**** Given text ****

Someone sent me an interesting email today:
I've been reading your blog peacefuldoc.com for a while now. While I enjoy your blog, I've noticed one thing - you rarely talk about your personal experiences with ho'oponopono. I was wondering, why is that? Is it because you have not experienced anything tangible?
One thing I've noticed about ho'oponopono is this: 99% of people who practice it can talk about their intangible results (peace of mind, connection with God, etc) - all things that can be obtained through simple meditation or any religion. But very few can talk of tangible results, especially repeated tangible results that make a significant impact on life... from areas such as finance, health (cure diabetes? cancer?), family, friendships, etc. This leaves me feeling very skeptical about ho'oponopono.
I was wondering, why is this?
Anyway, I am not targeting you specifically, but I feel that you are a clear/concise writer that might be willing to explain this to me.
I thought about this message, saying many "thank you's". And then I found myself laughing with it. It was kind of this person to call my writing clear and concise. But the very things s/he dismisses (the "intangible" results of peace of mind, connection with God, etc) are the results most valuable to me in my life.
Perhaps the results one gains from Ho'oponopono are the ones most needed at the time? Regardless of our personal human judgments about that, I mean.
Certainly my life shows "tangible" results: warm, new friendships; increasing interest in my private practice; more and varied types of work coming in; new inspiration about books to write and programs to create; freedom from unhealthy family patterns, etc. I am exceedingly grateful for these things.
And yet, they pale in comparison to something else that's happened within me.
Most of my life, I'd felt alone and anxious that something was dreadfully wrong with me. I feared that nothing I could do would ever be "enough" to repair this inner sense of failure. I don't know where this came from, but it permeated me although I did my best to hide it. There was a desperateness to be right and to look smart -- to be on top of everything at all times. I wanted to heal everyone, including my own family (as if that is really up to me).
Many physicians and other health practitioners carry such feelings, which both drive us into medicine and prime us for burnout once there.

**** Supplied material ****

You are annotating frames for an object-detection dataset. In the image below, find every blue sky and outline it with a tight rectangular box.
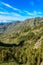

****

What to work on |
A - Copy the ho'oponopono post between "I thought about" and "that, I mean.", inclusive.
B - In the ho'oponopono post, the sender of the email says, "This leaves me feeling very skeptical about ho'oponopono." In one to three sentences, explain what leads the sender to that skepticism.
C - Pick up the ho'oponopono post from where it stops and keep writing it.

Answers provided |
A -
I thought about this message, saying many "thank you's". And then I found myself laughing with it. It was kind of this person to call my writing clear and concise. But the very things s/he dismisses (the "intangible" results of peace of mind, connection with God, etc) are the results most valuable to me in my life.
Perhaps the results one gains from Ho'oponopono are the ones most needed at the time? Regardless of our personal human judgments about that, I mean.

B - The sender observes that nearly everyone who practices ho'oponopono can describe only intangible results, such as peace of mind or connection with God, which simple meditation or any religion could also provide. Very few can describe tangible results, especially repeated ones that make a significant impact on finance, health, family or friendships.

C -
Ho'oponopono has given me a step-by-step process that keeps me steady as I go through my day. It allows me freedom to find the gifts in whatever happens, rather than drop back into a dungeon of self-lacerating shame when I make mistakes. When patients describe their suffering, I can be present with them -- rather than having to "fix" or deny it. I can be with my fellow physician colleagues in this way also. Authentic presence makes healing work possible.
It also makes one's entire life much more vibrant and enjoyable. :-)
I've never suggested that one can't experience these results with "simple meditation or any religion." I'm only describing what's come about in my own life. For me, there's a marked shift in the 3-4 years that I've been practicing Ho'oponopono. For some people, this would only be an "intangible" result that's of little importance.
Yet it's made a huge difference in how my life feels from the inside out; I needed exactly this kind of healing in order to feel whole. Dr. Ihaleakala Hew Len often says that when we clean, Divinity gives us exactly what's right and perfect for us. In my personal case, this is true. This includes that peace of mind and feeling of connection with the Divine you mention too.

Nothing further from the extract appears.